### Text block
Geometric Series Explanation - Rhea

Geometric Series

by Alec McGail, proud Member of the Math Squad.

INTRODUCTION A geometric series is a very useful infinite sum which seems to pop up everywhere:

If $ |r|<1 $,

$ a+ar+ar^2+ar^3+ar^4+\cdots=\frac{a}{1-r} $.

In this tutorial, I will explain exactly what this formula means, why it's true, and how to use it.

Explanation

If you fully understand what the above statement means, you may skip this section. If you've ever worked with infinite sums, you probably have some idea of what the "$ \cdots $" is trying to imply. It's important, however, to know that mathematically, the expression

$ a_1 + a_2 + a_3 + \cdots $

is actually not a sum - at least not in the same sense as a finite sum. For example, consider

$ 1 - 1 + 1 - 1 + 1 - ... $,

$ 5 + 5 + 5 + 5 + 5 + ... $, and

$ 1/3 + 2/9 + 4/27 + 8/81 + ... $

There is no way to say what either of the first two "sums" are equal to in the conventional sense, because as you keep adding values, the total sum changes. The first sum keeps going between 1 and 0, and the second gets as large as we wish. The third one, however, as you keep adding values, it gets closer and closer to a specific number. This is the kind of thing we want to think of when considering these types of sums. As you add more and more terms, the total sum gets as close as we'd like to 1 (we'll prove this soon). So we say that

$ 1/3 + 2/9 + 4/27 + 8/81 + ... = 1 $

One must be careful here, because you can never add enough terms to actually reach 1. This statement is just notation for the fact that if we keep adding values, we can get as close as we'd like to 1. Another way of stating this is as follows:

Let $ a_1, a_2, a_3, ... $ be some sequence of values, and define $ S_n = a_1 + a_2 + ... + a_n $. Then if $ lim_{n\rightarrow\infty} S_n $ exists and is equal to $ L $, then we say

$ a_1 + a_2 + a_3 + ... = L $.

Otherwise, we say that the sum doesn't converge.

### Items
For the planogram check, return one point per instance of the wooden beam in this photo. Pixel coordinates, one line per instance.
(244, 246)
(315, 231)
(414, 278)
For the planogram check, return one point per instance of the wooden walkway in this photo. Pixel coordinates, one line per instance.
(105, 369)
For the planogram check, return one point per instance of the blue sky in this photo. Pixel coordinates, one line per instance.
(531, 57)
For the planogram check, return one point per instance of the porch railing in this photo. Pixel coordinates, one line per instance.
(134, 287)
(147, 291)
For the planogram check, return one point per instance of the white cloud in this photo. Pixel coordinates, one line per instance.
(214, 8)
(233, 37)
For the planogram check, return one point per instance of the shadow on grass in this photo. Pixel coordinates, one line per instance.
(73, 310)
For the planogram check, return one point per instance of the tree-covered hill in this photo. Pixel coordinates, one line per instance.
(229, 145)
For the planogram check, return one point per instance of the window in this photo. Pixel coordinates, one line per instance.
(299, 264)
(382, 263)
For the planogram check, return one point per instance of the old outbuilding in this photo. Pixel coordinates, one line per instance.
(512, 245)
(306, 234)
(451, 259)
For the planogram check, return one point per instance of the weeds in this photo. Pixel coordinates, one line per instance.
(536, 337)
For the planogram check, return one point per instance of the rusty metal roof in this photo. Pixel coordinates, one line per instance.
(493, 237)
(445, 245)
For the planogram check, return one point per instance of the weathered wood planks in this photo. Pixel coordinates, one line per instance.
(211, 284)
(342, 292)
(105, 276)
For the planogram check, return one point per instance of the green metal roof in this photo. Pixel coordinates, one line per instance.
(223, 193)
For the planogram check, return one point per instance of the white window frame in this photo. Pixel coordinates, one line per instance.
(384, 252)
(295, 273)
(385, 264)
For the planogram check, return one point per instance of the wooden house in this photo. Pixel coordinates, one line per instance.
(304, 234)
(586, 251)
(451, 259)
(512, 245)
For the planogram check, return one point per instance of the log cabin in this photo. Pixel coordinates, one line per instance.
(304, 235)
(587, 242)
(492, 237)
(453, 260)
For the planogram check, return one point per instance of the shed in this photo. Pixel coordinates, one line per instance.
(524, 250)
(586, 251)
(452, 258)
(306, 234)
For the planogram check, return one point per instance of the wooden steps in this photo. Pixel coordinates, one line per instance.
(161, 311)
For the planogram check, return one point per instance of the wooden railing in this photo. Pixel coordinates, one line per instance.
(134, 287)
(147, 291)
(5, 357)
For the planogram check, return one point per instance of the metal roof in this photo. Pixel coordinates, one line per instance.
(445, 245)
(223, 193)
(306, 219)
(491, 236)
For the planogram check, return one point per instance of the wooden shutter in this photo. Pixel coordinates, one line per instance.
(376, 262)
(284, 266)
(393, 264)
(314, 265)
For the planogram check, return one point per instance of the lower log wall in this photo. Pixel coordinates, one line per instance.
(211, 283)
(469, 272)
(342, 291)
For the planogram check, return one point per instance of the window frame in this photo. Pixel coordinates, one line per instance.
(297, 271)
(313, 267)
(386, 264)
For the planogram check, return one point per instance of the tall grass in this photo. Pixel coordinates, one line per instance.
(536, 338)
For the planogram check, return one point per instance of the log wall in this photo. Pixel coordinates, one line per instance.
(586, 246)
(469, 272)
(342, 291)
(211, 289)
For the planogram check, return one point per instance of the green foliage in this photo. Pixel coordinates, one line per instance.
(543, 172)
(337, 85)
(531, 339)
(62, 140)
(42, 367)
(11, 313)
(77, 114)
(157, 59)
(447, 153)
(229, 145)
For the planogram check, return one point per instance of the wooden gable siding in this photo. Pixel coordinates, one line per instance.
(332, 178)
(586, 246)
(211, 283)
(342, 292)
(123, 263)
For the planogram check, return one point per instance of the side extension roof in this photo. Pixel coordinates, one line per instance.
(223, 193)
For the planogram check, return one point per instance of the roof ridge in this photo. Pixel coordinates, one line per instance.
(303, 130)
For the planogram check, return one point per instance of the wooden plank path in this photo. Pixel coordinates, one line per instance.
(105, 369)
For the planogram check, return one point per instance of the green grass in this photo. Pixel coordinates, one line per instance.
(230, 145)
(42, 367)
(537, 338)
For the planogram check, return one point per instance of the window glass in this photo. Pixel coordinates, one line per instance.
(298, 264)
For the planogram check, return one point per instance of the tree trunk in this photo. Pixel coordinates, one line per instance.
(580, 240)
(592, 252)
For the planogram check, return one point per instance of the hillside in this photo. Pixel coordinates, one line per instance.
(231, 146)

### To-do list
1/ Answer these from the geometric series tutorial:
(a) What must be true of r for the formula to hold?
(b) Between which two values does the first example sum keep going?
(c) What do we say about a sum when the limit of S_n does not exist?
2/ Put this sentence from the geometric series tutorial into Spanish: "One must be careful here, because you can never add enough terms to actually reach 1."
The listing plays no part in what you are asked to do.

### Answers for the exercise
1/
(a) The absolute value of r must be less than 1.
(b) Between 1 and 0.
(c) We say that the sum doesn't converge.

2/ Aquí hay que tener cuidado, porque nunca se pueden sumar suficientes términos para llegar realmente a 1.